-- Begin GIVEN PASSAGE --

NSX-ALB VIP health-check failure with "Overlapping routes found" when using ClusterIP mode in TKG
search cancel

NSX-ALB VIP health-check failure with "Overlapping routes found" when using ClusterIP mode in TKG

book

Article ID: 372626

calendar_today

Updated On: 02-28-2025

Products

VMware Tanzu Kubernetes Grid VMware NSX Advanced Load Balancer

Issue/Introduction

  • VIP access fails because AVI health check has already failed
  • When switching to NodePort access, it works well
  • Static Route entries seem to exist in ALB controller UI
  • AKO pod log says "error: Overlapping routes found"
# kubectl -n avi-system logs ako-0
2024-07-08T08:23:03.451Z WARNm	rest/rest_operation.go:304	key: admin/global, msg: RestOp method PATCH path /api/vrfcontext/vrfcontext-d19e04cc-a0bf-45e6-9557-f579ff6494f5 tenant admin Obj {"static_routes":[{"next_hop":{"addr":"192.168.13.11","type":"V4"}...},....  returned err {"code":0,"message":"map[error:Overlapping routes found]","Verb":"PATCH","Url":"https://####//api/vrfcontext/vrfcontext-d19e04cc-a0bf-45e6-9557-f579ff6494f5","HttpStatusCode":400} with response null
  • ALB controller UI shows "Failure: Overlapping routes found"

Environment

  • All TKG version
  • Using NSX-ALB as ClusterIP mode (Dedicated AVI-SE per k8s cluster)

Cause

AKO can't register a new route against the ALB controller because old routing entries already exist with the wrong label.  As a result, AVI-SE can't install the correct routing information from the ALB controller.

  • ALB controller UI doesn't show label information, so the user can't confirm whether it's a valid routing entry or not
    • You can only see the Static Route entries: (ALB controller UI --> Infrastructure --> Cloud Resources --> VRF Context --> global --> Edit --> Static Route)
    • "Additional Information" section in this KB explains how to check the routing entry with a label via CLI, not ALB controller UI

Resolution

  1. Clean up the old routing entries based on k8s node IP address
    1. AVI-UI --> Infrastructure --> Cloud Resources --> VRF Context --> Select target VRF (default:global) --> Edit --> Static Route
    2. See "Next Hop" which corresponded with k8s node IP address
    3. Click the Trash icon against the target routing entry
    4. Click "SAVE"

-- End GIVEN PASSAGE --
-- Begin EXTRACTED MATERIAL --

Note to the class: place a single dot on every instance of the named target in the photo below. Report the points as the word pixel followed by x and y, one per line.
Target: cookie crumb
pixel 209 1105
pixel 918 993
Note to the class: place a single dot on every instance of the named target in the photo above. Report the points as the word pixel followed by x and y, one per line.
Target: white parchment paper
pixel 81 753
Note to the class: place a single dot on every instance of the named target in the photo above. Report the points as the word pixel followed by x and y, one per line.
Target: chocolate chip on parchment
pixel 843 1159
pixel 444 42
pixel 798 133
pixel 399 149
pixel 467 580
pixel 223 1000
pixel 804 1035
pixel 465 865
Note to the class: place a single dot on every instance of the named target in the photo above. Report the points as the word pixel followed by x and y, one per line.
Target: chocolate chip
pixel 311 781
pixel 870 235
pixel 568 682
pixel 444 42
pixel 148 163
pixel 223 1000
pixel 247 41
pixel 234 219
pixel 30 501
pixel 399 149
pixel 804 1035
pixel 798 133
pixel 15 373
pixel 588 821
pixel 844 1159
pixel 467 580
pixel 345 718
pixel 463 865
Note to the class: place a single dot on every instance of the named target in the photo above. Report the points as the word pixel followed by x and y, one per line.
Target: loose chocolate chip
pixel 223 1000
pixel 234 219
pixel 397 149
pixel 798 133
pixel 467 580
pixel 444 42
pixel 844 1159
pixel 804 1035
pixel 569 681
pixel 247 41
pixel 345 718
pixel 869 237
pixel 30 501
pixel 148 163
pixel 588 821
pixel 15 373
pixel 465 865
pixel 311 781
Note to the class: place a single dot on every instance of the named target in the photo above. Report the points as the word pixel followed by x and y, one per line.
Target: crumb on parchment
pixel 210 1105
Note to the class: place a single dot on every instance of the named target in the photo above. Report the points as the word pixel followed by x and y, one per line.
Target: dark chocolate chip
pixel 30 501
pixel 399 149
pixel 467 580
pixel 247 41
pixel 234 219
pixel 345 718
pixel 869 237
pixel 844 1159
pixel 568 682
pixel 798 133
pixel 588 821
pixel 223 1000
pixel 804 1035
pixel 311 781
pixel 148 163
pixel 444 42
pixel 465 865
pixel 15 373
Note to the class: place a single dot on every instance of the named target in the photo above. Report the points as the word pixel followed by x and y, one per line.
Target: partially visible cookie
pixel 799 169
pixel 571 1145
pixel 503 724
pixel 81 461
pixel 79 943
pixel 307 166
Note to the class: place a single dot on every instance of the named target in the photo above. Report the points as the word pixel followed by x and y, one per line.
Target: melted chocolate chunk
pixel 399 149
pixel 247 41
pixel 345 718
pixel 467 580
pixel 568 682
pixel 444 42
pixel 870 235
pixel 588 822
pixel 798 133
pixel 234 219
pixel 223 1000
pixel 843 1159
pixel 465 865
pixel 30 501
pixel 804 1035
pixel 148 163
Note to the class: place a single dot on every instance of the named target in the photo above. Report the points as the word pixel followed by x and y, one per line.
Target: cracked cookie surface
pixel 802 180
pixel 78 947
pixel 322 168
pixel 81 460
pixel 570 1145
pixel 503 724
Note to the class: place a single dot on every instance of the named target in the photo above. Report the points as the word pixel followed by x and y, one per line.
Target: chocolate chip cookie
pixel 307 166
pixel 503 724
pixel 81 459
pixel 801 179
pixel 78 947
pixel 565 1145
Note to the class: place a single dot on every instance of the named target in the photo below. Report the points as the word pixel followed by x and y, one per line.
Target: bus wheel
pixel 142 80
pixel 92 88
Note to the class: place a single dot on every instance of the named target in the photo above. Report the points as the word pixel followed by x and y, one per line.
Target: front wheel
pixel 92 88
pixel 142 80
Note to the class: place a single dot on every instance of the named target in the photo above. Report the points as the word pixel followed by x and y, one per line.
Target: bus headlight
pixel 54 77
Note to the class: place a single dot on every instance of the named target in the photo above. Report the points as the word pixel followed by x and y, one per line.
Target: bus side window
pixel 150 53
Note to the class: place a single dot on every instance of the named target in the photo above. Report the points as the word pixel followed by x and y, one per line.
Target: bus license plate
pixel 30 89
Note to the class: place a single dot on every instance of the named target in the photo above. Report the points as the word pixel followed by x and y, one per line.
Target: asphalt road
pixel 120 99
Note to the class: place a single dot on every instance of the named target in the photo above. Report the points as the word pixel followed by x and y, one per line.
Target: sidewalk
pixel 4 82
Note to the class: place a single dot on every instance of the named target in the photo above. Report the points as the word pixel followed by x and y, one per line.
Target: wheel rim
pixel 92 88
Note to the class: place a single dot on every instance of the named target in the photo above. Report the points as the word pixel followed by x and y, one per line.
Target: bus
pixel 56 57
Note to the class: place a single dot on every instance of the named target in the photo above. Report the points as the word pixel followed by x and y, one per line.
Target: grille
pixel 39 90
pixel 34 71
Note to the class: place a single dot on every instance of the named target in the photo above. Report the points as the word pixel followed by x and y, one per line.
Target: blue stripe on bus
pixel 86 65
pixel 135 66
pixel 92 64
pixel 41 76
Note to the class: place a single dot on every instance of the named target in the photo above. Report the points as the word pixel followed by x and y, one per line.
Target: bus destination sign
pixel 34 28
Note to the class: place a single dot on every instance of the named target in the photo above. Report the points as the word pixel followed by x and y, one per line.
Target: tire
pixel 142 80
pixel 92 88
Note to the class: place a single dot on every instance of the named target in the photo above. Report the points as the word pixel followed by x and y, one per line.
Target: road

-- End EXTRACTED MATERIAL --

YOUR TASKS:
(A) In the article on the NSX-ALB VIP health-check failure, which access method works when VIP access fails?
(B) Extend the article on the NSX-ALB VIP health-check failure, starting after its final step.

SOLVED TASKS:
(A) NodePort access works.

(B)
  2. Restart the AKO pod, after that AKO will recreate fresh routing entries

    kubectl -n avi-system delete pod ako-0
    kubectl -n avi-system get pods # Status: running
    kubectl -n avi-system logs ako-0 # Check no ERROR
  3. Check VIP access
  • VirtualService health-check will be all green
  • Expected routing entries are installed into AVI-SE
  • VIP access works well

Additional Information

Troubleshooting Steps

Check the target node IP address

kubectl get nodes -owide
#> NAME                                            STATUS    INTERNAL-IP    
#> workload-cluster-A-75hv8-4qpvk                  Ready     192.168.13.11  
#> workload-cluster-A-md-0-92b72-7c67d684c-57rhn   Ready     192.168.13.47  
#> workload-cluster-A-md-0-92b72-7c67d684c-jtrms   Ready     192.168.13.51  
#> workload-cluster-A-md-0-92b72-7c67d684c-nmzmp   Ready     192.168.13.56  

 

Check the current AKO configuration

kubectl -n avi-system get cm avi-k8s-config -oyaml | grep -E 'cloudName:|clusterName:|cniPlugin:|controllerVersion:|serviceEngineGroupName:|serviceType:'
#> cloudName: Default-Cloud
#> clusterName: workload-cluster-A
#> cniPlugin: antrea
#> controllerVersion: 22.1.2
#> serviceEngineGroupName: test-seg
#> serviceType: ClusterIP

 

Check the routing table in the AVI-SE

ssh admin@$AVI_SE_IPADDR

sudo ip netns list
#> avi_ns1 (id: 0)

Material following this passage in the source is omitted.